Time-Frequency Analysis of Systems with Changing Dynamic Properties

Author: Bradford, Samuel Case, V

Year: 2007

Degree: Dissertation (Ph.D.)

Advisor: Heaton, Thomas H.

Committee Members: Hall, John F.; Beck, James L.; Kohler, Monica D.; Clayton, Robert W.; Heaton, Thomas H.

Option: Civil Engineering; Geophysics

DOI: 10.7907/HMK7-FJ81

Abstract

The Wigner-Ville Distribution, and related refinements, represent a class of advanced time-frequency analysis tools that are distinguished from Fourier and wavelet methods by an increase in resolution in the time frequency plane. Time-frequency analysis provides a set of exploratory tools for analyzing changing frequency content in a signal, which can then be correlated with damage patterns in a structure.

** SUPPLIED ENTRIES **
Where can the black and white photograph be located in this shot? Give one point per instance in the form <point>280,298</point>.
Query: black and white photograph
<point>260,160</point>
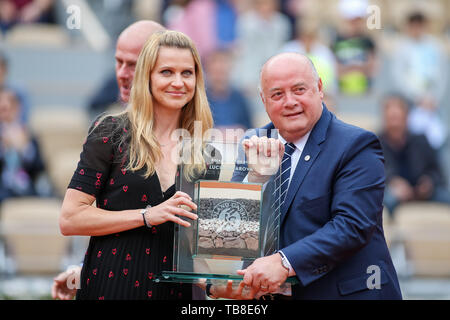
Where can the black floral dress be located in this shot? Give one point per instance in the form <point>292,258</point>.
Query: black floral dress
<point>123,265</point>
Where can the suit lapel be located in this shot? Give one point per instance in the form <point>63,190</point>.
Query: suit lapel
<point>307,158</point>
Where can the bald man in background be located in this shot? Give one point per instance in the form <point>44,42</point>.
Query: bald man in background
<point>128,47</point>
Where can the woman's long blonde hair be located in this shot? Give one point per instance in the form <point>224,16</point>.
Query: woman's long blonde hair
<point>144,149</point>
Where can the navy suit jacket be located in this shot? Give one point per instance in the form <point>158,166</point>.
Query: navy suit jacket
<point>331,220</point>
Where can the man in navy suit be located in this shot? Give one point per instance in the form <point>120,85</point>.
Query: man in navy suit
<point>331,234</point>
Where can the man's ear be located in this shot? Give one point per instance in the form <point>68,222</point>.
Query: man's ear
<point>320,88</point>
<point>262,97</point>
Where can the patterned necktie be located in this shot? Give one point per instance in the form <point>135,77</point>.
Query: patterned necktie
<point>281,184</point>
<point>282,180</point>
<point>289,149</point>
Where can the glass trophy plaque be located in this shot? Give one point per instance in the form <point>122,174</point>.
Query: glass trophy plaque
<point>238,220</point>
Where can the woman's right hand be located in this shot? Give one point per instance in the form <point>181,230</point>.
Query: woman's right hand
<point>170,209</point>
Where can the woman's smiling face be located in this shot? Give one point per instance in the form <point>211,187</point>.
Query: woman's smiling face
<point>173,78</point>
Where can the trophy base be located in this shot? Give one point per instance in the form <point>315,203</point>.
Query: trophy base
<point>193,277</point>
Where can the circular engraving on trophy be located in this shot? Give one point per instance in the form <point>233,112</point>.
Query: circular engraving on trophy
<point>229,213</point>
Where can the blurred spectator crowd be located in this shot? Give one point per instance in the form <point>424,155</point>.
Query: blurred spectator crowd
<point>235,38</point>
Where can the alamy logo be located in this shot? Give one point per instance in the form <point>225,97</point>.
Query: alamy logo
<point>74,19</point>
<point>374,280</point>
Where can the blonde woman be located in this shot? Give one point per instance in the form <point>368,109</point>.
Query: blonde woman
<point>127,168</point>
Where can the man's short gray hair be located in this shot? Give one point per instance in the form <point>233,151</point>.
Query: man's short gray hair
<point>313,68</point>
...
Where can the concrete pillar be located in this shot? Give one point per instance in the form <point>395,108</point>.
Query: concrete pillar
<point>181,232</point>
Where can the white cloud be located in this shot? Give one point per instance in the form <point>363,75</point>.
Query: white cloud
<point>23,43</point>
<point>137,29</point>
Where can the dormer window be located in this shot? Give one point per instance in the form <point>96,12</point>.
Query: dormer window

** BRIEF **
In the dissertation abstract, what distinguishes the Wigner-Ville Distribution and its refinements from Fourier and wavelet methods?

** WORKED SOLUTION **
An increase in resolution in the time-frequency plane.